Segment Start: RECORDS TO PROCESS

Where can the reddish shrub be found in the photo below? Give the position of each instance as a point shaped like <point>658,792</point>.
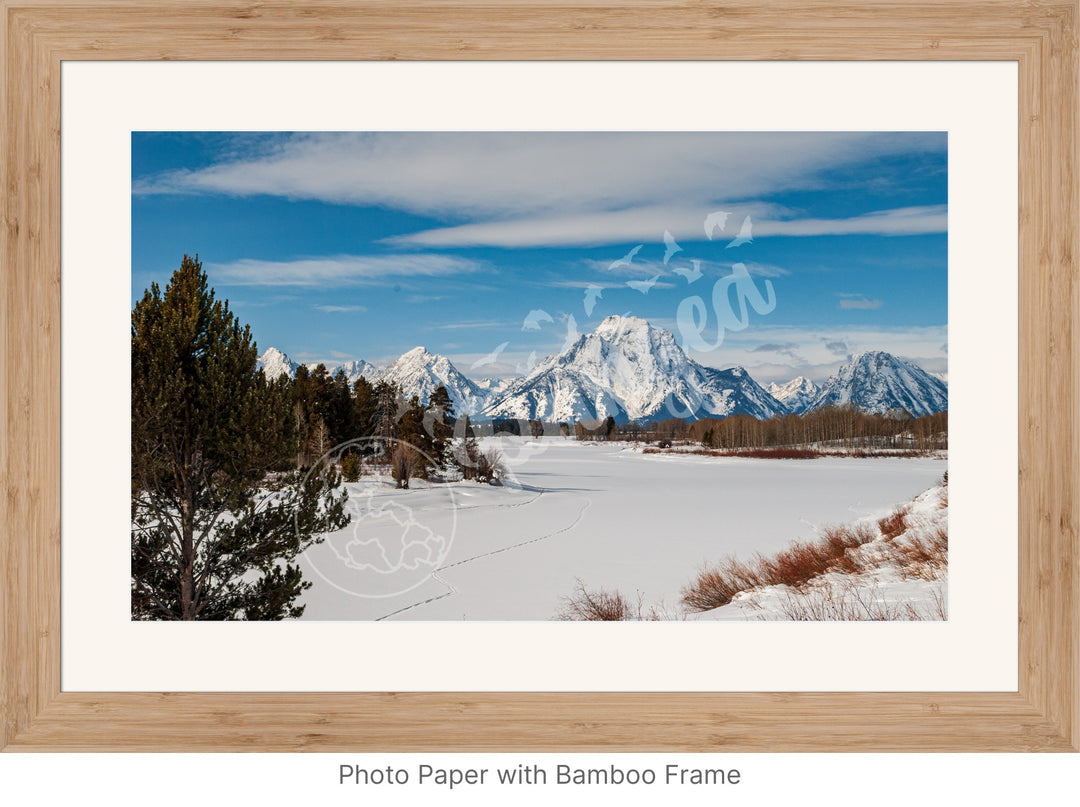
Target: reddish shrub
<point>895,523</point>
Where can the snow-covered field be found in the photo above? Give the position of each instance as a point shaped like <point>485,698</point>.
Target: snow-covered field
<point>603,513</point>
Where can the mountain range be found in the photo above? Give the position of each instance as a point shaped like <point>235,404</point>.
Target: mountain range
<point>632,371</point>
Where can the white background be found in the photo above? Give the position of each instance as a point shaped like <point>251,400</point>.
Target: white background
<point>105,102</point>
<point>779,96</point>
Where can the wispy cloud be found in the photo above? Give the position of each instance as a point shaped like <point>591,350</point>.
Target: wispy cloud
<point>468,325</point>
<point>510,174</point>
<point>340,269</point>
<point>339,309</point>
<point>859,301</point>
<point>647,224</point>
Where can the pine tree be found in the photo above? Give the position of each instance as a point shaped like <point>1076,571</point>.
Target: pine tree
<point>363,403</point>
<point>215,520</point>
<point>439,422</point>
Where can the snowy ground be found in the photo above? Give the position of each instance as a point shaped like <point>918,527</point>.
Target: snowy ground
<point>602,513</point>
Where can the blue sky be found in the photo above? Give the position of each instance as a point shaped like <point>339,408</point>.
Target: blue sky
<point>363,245</point>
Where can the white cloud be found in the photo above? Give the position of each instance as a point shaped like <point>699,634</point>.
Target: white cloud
<point>339,309</point>
<point>340,269</point>
<point>538,183</point>
<point>647,225</point>
<point>859,301</point>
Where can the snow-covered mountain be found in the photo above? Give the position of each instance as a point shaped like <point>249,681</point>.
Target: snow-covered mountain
<point>796,394</point>
<point>631,371</point>
<point>273,364</point>
<point>420,373</point>
<point>359,367</point>
<point>877,381</point>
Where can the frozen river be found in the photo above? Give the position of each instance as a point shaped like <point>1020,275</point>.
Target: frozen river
<point>602,513</point>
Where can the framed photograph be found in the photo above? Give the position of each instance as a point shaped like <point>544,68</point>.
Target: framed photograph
<point>679,285</point>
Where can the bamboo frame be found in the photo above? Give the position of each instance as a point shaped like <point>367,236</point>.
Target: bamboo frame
<point>38,35</point>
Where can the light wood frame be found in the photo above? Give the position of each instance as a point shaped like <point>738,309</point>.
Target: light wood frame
<point>38,35</point>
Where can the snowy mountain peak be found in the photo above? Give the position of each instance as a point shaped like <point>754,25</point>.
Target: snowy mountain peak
<point>616,326</point>
<point>419,373</point>
<point>274,363</point>
<point>878,381</point>
<point>631,371</point>
<point>796,394</point>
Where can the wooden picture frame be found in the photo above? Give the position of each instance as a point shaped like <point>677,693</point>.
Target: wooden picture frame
<point>39,35</point>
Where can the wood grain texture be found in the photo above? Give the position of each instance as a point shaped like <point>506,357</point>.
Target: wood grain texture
<point>37,35</point>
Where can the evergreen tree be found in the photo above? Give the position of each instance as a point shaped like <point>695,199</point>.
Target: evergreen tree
<point>363,404</point>
<point>214,529</point>
<point>440,421</point>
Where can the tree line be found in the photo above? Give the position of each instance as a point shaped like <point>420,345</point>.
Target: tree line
<point>230,482</point>
<point>837,427</point>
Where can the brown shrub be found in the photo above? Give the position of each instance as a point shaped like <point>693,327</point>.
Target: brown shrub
<point>795,566</point>
<point>923,557</point>
<point>895,523</point>
<point>594,606</point>
<point>716,586</point>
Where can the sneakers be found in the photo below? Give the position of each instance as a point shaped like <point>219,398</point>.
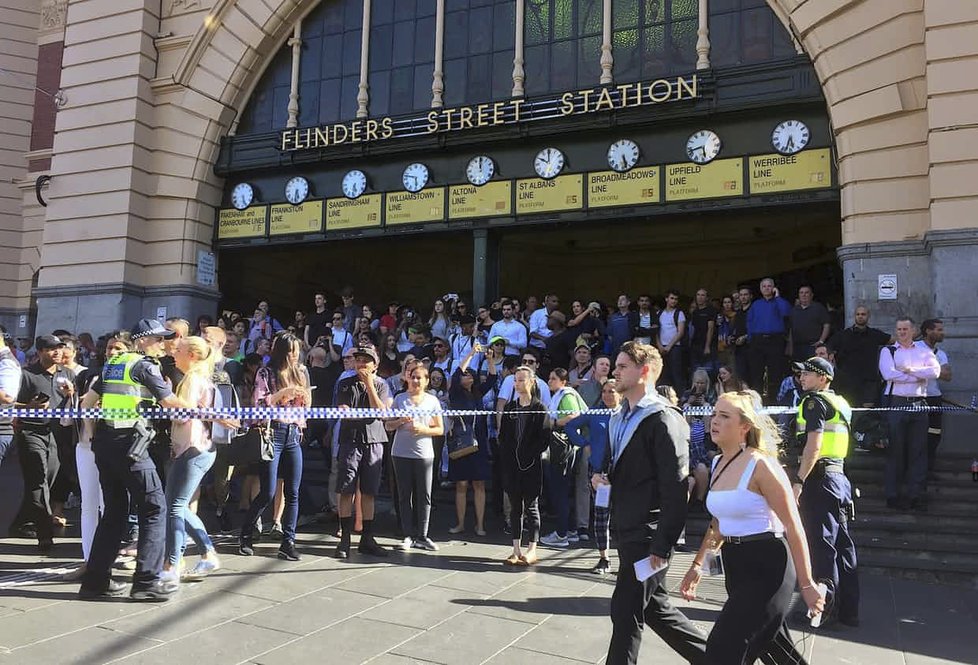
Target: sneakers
<point>553,539</point>
<point>371,547</point>
<point>288,551</point>
<point>203,568</point>
<point>158,592</point>
<point>112,590</point>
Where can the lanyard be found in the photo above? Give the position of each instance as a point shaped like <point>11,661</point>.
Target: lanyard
<point>723,468</point>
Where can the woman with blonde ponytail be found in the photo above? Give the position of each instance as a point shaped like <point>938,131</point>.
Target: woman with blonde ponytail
<point>193,455</point>
<point>765,552</point>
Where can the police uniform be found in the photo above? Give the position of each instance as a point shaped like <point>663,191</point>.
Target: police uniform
<point>826,502</point>
<point>129,381</point>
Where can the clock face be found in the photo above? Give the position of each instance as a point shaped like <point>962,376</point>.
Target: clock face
<point>790,136</point>
<point>548,163</point>
<point>623,155</point>
<point>415,177</point>
<point>242,195</point>
<point>296,190</point>
<point>354,184</point>
<point>703,146</point>
<point>480,170</point>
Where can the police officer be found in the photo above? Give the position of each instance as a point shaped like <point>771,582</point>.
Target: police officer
<point>825,500</point>
<point>129,381</point>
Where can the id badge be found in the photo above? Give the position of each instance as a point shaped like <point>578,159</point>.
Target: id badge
<point>713,564</point>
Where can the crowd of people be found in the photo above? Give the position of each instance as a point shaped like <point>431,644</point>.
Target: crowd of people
<point>566,397</point>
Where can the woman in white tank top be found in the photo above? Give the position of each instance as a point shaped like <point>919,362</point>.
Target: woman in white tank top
<point>756,521</point>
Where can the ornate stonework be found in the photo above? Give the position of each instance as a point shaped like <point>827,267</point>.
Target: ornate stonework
<point>53,14</point>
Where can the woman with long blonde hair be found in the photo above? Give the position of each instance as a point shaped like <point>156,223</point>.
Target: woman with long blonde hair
<point>193,455</point>
<point>764,548</point>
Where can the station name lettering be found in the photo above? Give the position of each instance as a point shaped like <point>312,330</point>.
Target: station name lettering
<point>491,114</point>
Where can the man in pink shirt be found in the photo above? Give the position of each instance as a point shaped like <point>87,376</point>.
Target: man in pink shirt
<point>906,368</point>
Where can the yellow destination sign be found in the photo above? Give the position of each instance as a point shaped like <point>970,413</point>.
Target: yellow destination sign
<point>535,195</point>
<point>428,205</point>
<point>494,199</point>
<point>247,223</point>
<point>636,187</point>
<point>724,177</point>
<point>808,169</point>
<point>285,218</point>
<point>361,213</point>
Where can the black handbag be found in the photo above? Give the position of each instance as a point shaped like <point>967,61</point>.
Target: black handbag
<point>462,444</point>
<point>252,446</point>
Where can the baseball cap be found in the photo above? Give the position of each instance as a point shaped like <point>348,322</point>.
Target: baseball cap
<point>45,342</point>
<point>817,365</point>
<point>368,352</point>
<point>150,328</point>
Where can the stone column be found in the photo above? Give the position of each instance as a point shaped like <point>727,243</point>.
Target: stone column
<point>703,36</point>
<point>363,97</point>
<point>296,43</point>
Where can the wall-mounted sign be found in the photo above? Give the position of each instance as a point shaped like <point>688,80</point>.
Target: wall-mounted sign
<point>494,199</point>
<point>808,169</point>
<point>247,223</point>
<point>535,195</point>
<point>687,181</point>
<point>492,114</point>
<point>428,205</point>
<point>361,213</point>
<point>610,188</point>
<point>206,268</point>
<point>287,219</point>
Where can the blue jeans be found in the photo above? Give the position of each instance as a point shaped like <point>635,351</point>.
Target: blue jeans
<point>182,481</point>
<point>288,456</point>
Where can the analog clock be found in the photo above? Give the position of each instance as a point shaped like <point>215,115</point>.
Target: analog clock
<point>548,163</point>
<point>354,184</point>
<point>790,136</point>
<point>242,195</point>
<point>415,177</point>
<point>623,155</point>
<point>703,146</point>
<point>296,190</point>
<point>480,170</point>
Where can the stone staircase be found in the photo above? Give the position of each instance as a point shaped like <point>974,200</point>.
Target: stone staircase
<point>940,545</point>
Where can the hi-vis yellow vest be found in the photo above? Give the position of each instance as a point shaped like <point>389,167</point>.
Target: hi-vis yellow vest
<point>121,392</point>
<point>835,434</point>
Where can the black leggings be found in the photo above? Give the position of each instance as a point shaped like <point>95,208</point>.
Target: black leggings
<point>760,580</point>
<point>524,496</point>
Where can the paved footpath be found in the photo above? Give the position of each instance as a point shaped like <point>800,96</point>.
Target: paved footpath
<point>459,605</point>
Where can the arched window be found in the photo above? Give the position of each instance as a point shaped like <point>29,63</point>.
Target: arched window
<point>478,55</point>
<point>402,55</point>
<point>562,45</point>
<point>653,38</point>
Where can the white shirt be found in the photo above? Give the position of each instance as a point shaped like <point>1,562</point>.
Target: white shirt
<point>933,385</point>
<point>922,365</point>
<point>667,326</point>
<point>538,324</point>
<point>513,332</point>
<point>508,390</point>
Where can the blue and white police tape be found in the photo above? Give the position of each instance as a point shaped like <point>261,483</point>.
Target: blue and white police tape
<point>336,413</point>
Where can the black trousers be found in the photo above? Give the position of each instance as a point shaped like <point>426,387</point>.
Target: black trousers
<point>760,580</point>
<point>768,364</point>
<point>635,604</point>
<point>524,488</point>
<point>826,500</point>
<point>122,481</point>
<point>38,454</point>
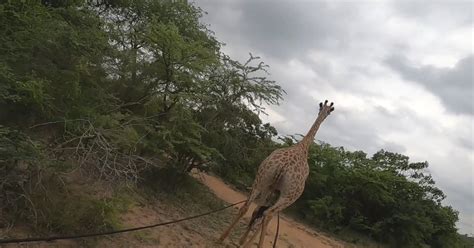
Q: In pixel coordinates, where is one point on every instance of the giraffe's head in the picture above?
(325, 109)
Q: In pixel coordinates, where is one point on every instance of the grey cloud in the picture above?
(287, 29)
(348, 42)
(439, 13)
(453, 85)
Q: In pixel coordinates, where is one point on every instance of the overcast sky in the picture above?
(400, 74)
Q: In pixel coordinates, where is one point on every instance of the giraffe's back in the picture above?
(277, 172)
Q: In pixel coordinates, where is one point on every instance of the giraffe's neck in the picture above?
(309, 137)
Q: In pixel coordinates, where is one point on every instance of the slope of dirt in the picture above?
(292, 234)
(201, 232)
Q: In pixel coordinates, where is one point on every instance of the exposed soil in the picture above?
(201, 232)
(291, 233)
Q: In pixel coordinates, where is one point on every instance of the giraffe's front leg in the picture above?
(266, 221)
(260, 226)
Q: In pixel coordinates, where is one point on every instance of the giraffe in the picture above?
(282, 175)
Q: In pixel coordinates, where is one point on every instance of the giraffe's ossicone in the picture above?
(279, 182)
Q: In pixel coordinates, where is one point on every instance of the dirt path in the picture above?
(292, 234)
(197, 233)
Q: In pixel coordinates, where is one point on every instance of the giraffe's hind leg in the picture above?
(257, 213)
(241, 213)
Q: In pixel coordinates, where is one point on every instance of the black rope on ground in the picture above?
(278, 228)
(24, 240)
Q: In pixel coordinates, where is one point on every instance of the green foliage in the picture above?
(139, 91)
(385, 197)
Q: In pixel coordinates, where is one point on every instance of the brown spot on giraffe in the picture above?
(285, 171)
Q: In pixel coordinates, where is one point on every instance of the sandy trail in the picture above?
(292, 234)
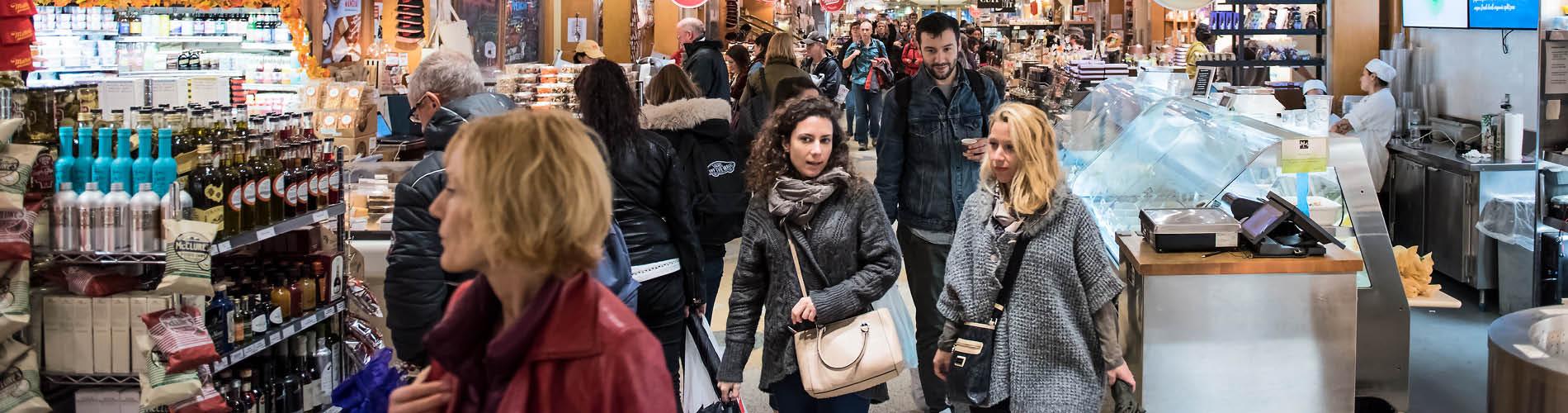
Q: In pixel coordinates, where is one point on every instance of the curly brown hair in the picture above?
(770, 160)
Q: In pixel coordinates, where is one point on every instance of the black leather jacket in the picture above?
(653, 205)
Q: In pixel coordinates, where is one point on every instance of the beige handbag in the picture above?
(848, 355)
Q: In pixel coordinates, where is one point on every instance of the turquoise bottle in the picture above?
(141, 169)
(120, 169)
(64, 164)
(82, 170)
(163, 169)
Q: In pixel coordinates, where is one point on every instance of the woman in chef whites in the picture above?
(1372, 120)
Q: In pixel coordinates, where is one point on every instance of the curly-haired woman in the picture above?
(805, 192)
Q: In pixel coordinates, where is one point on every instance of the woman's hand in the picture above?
(942, 362)
(728, 392)
(419, 397)
(1122, 373)
(803, 311)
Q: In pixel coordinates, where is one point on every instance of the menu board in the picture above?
(1504, 15)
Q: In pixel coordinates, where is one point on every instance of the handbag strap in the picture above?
(1010, 277)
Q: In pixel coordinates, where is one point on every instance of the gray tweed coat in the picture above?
(848, 258)
(1048, 355)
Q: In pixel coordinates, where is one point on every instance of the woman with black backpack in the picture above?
(700, 132)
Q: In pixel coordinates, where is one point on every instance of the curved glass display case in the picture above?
(1097, 121)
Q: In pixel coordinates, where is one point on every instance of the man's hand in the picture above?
(975, 151)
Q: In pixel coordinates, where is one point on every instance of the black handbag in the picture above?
(970, 374)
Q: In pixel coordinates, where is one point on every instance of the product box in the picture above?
(120, 333)
(102, 344)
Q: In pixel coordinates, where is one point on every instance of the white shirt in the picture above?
(1374, 121)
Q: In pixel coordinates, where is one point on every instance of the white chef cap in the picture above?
(1315, 83)
(1381, 69)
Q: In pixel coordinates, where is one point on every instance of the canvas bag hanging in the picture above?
(848, 355)
(451, 31)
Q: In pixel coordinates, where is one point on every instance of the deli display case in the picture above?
(1183, 153)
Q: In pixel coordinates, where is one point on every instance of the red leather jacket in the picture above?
(590, 354)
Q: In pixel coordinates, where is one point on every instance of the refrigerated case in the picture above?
(1181, 153)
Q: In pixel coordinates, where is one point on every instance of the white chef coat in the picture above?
(1374, 121)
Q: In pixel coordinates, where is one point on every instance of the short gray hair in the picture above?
(449, 74)
(692, 24)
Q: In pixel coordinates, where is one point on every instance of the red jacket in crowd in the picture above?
(576, 349)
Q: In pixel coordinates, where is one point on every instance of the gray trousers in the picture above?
(925, 266)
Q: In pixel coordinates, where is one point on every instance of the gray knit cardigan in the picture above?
(1048, 355)
(850, 240)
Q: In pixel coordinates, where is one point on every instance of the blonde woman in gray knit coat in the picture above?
(1056, 344)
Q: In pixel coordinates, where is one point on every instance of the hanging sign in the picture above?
(690, 3)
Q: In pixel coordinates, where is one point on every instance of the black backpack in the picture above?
(719, 186)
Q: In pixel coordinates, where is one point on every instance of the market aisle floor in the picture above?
(1448, 348)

Segment End: RECORDS TO PROCESS

▶ [DIRECTIONS] Every line in the records above with the string "below" in it should be shown.

▶ [TASK RESPONSE]
Where can the reddish shrub be found in the photo below? Give the position of each instance as a point shaped like <point>658,792</point>.
Where can the sneakers be found in the photo below? Give the position of each instance as a point shaped like <point>219,398</point>.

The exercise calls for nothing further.